▶ [Stated exercise 1]
Reproduce the text of the diving passage between "I'm up to about" and "of these categories).", inclusive.

▶ [Passage provided]
170 dives is not anywhere near experienced. I thought I was experienced and a great diver when I had a couple of hundred dives under my belt. Then I dived with some people who knew what they were doing and realised what a complete dive pygmy I was.
Bingo.

I'm up to about 115 dives now, and I'm painfully aware of just how bad I still am in the skills department. I'm only just beginning to "understand" fundamental things like buoyancy control (I thought I had it sorted about 60 dives ago, WRONG). I would still describe myself as a novice.

The worrying thing is that I don't think I'm an especially slow developer, and I don't think my skills are bad compared to people I've dived with who have similar levels of experience. When I hear about people with less experience going off to do DM/instructor training (both PADI and BSAC); deep or deco diving when they have trouble holding stops; solo diving; getting into technical stuff, trimix etc - basically it worries me (if I wanted to I could name people on YD falling into each of these categories).

I think one of the problems with learning to dive is that in the early stages you simply don't know how much you don't know; you have no idea how inexperienced you actually are and how much you need to learn in order to become competent.

▶ [Provided records]
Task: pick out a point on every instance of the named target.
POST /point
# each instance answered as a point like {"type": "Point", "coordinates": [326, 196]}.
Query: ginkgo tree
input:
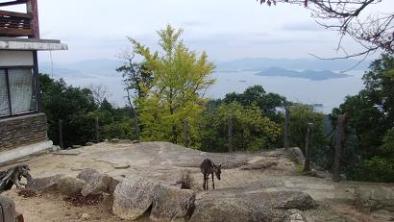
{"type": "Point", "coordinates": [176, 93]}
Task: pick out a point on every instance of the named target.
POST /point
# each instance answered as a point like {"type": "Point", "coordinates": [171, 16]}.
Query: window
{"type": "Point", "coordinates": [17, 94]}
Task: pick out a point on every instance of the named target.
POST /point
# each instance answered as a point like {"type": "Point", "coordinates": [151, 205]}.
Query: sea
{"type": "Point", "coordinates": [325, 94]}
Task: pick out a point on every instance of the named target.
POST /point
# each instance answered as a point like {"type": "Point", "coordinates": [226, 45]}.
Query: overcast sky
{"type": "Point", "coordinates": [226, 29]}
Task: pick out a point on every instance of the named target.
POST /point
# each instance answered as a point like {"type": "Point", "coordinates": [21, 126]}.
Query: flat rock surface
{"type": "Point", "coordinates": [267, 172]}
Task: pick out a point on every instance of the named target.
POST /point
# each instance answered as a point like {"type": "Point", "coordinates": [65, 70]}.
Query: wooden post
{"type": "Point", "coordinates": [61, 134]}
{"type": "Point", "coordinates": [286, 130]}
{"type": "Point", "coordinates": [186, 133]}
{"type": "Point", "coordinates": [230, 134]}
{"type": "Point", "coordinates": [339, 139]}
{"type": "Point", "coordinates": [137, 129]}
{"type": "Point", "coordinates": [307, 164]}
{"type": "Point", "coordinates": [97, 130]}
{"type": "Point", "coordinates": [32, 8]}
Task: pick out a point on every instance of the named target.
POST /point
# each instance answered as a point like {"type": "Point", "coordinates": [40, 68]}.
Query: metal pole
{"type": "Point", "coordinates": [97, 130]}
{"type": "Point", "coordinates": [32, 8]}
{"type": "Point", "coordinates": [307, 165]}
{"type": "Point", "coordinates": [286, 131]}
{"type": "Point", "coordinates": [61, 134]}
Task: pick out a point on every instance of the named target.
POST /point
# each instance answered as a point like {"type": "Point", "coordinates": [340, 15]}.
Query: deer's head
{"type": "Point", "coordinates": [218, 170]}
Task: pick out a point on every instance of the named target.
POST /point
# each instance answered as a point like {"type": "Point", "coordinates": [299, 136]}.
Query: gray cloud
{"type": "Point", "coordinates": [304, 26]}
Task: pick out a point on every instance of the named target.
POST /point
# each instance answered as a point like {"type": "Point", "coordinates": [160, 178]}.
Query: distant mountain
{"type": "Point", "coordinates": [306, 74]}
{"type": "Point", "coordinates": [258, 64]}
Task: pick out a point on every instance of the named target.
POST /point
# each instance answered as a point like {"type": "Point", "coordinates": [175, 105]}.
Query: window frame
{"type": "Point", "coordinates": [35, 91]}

▶ [Stated exercise 2]
Find each line of the listing above that contains the string "answered", treating uppercase and lowercase as different, and copy those lines.

▶ [Correct answer 1]
I'm up to about 115 dives now, and I'm painfully aware of just how bad I still am in the skills department. I'm only just beginning to "understand" fundamental things like buoyancy control (I thought I had it sorted about 60 dives ago, WRONG). I would still describe myself as a novice.

The worrying thing is that I don't think I'm an especially slow developer, and I don't think my skills are bad compared to people I've dived with who have similar levels of experience. When I hear about people with less experience going off to do DM/instructor training (both PADI and BSAC); deep or deco diving when they have trouble holding stops; solo diving; getting into technical stuff, trimix etc - basically it worries me (if I wanted to I could name people on YD falling into each of these categories).

▶ [Correct answer 2]
# each instance answered as a point like {"type": "Point", "coordinates": [326, 196]}.
# each instance answered as a point like {"type": "Point", "coordinates": [171, 16]}.
# each instance answered as a point like {"type": "Point", "coordinates": [151, 205]}.
# each instance answered as a point like {"type": "Point", "coordinates": [226, 45]}.
# each instance answered as a point like {"type": "Point", "coordinates": [21, 126]}.
# each instance answered as a point like {"type": "Point", "coordinates": [65, 70]}.
# each instance answered as a point like {"type": "Point", "coordinates": [40, 68]}.
# each instance answered as a point like {"type": "Point", "coordinates": [340, 15]}.
# each instance answered as a point like {"type": "Point", "coordinates": [299, 136]}.
# each instance answered as a point like {"type": "Point", "coordinates": [160, 178]}.
# each instance answered as a point like {"type": "Point", "coordinates": [175, 105]}.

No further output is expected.